**Extract provided:**
During the 1980s, some 3,000 banks failed, costing the Federal Deposit Insurance Corporation and taxpayers more than $250 billion to clean up the savings and loan crisis. Yet somehow public confidence held — unlike during the global financial meltdown of 2007 and 2008, a time during which economic conditions were actually far better than during the 1980s. In his book, Senseless Panic: How Washington Failed America, William M. Isaac argues that the more recent crisis could have been avoided if the nation’s political leaders hadn’t bungled their management of the mess.

Isaac has a unique perspective. During the early 1980s, he headed the FDIC and, with then Federal Reserve chairman Paul Volcker, helped limit the damage from the bank failures by navigating the storm strategically and methodically. Ultimately, however, writes Isaac, regulators and policymakers failed to understand what really went wrong during the 1980s, and Washington’s responses to the 2008 crisis have been misguided and counterproductive.

Isaac proposes remedies for what continues to ail the country’s financial system. The key to effective change, he notes, is to learn from our mistakes. “I cannot emphasize how important it is that we understand the causes of the financial crisis in 2008 and that we enact the right reforms this time,” Isaac writes. “Those who do not remember and understand history will repeat it.”

**Set task 1:**
Answer these from the book review:
(a) About how many banks failed during the 1980s?
(b) Which agency did Isaac head during the early 1980s?
(c) According to Isaac's quote, what will those who do not remember and understand history do?
The book review and the listing are separate material.

**Supplied records:**

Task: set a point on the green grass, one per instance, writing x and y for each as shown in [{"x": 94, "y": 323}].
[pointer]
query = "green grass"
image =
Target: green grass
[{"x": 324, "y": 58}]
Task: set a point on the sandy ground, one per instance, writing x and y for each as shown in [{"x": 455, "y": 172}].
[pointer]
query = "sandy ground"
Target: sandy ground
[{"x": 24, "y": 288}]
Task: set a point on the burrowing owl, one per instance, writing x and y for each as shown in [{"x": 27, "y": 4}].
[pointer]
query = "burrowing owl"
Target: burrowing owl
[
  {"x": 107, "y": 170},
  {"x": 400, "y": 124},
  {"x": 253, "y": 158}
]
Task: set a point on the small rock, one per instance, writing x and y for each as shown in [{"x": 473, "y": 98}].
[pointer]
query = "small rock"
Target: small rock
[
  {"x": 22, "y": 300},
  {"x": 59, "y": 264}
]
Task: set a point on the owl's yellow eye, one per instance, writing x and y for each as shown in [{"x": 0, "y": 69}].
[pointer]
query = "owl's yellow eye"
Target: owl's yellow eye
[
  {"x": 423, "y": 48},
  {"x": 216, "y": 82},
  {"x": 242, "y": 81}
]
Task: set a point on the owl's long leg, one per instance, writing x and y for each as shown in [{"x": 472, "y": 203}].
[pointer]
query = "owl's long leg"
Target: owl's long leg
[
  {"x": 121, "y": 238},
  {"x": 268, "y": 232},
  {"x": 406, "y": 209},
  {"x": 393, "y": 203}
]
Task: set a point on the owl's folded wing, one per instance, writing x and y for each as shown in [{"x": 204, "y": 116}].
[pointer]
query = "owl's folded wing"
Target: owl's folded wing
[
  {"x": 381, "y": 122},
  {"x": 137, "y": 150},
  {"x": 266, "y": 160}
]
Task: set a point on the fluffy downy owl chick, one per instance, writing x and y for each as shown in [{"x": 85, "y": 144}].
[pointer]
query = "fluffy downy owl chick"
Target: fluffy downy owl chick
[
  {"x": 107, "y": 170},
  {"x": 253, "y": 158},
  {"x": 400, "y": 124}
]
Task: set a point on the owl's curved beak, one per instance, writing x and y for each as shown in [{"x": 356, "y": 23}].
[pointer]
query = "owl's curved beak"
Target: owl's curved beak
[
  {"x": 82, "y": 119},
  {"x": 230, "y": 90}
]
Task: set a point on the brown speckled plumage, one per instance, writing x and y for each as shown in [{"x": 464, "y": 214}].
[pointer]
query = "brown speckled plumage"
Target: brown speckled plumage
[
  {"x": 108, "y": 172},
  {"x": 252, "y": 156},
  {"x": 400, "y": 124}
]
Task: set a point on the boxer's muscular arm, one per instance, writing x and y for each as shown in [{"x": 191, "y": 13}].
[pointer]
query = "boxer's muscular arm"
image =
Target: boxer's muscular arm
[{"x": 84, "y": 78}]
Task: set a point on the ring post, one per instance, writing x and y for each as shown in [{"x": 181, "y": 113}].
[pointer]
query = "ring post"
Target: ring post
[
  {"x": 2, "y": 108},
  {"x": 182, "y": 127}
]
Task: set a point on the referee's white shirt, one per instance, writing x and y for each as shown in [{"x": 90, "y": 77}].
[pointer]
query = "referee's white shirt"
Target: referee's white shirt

**Set task 2:**
Output the listing from the line holding "Task: set a point on the owl's curved" through the end of the listing, inclusive, as a JSON list of strings, one string per line, leaving out blank lines.

**Complete answer 1:**
(a) Some 3,000.
(b) The FDIC (Federal Deposit Insurance Corporation).
(c) They will repeat it.

**Complete answer 2:**
[
  "Task: set a point on the owl's curved beak, one per instance, writing x and y for each as shown in [{\"x\": 356, \"y\": 23}].",
  "[pointer]",
  "query = \"owl's curved beak\"",
  "Target: owl's curved beak",
  "[",
  "  {\"x\": 82, \"y\": 119},",
  "  {\"x\": 230, \"y\": 90}",
  "]",
  "Task: set a point on the brown speckled plumage, one per instance, writing x and y for each as shown in [{\"x\": 464, \"y\": 214}].",
  "[pointer]",
  "query = \"brown speckled plumage\"",
  "Target: brown speckled plumage",
  "[",
  "  {\"x\": 108, \"y\": 172},",
  "  {\"x\": 252, \"y\": 156},",
  "  {\"x\": 400, \"y\": 124}",
  "]",
  "Task: set a point on the boxer's muscular arm, one per instance, writing x and y for each as shown in [{\"x\": 191, \"y\": 13}].",
  "[pointer]",
  "query = \"boxer's muscular arm\"",
  "image =",
  "Target: boxer's muscular arm",
  "[{\"x\": 84, \"y\": 78}]",
  "Task: set a point on the ring post, one per instance, writing x and y for each as shown in [{\"x\": 181, \"y\": 113}].",
  "[pointer]",
  "query = \"ring post\"",
  "Target: ring post",
  "[",
  "  {\"x\": 2, \"y\": 108},",
  "  {\"x\": 182, \"y\": 127}",
  "]",
  "Task: set a point on the referee's white shirt, one per instance, writing x and y for each as shown in [{\"x\": 90, \"y\": 77}].",
  "[pointer]",
  "query = \"referee's white shirt\"",
  "Target: referee's white shirt"
]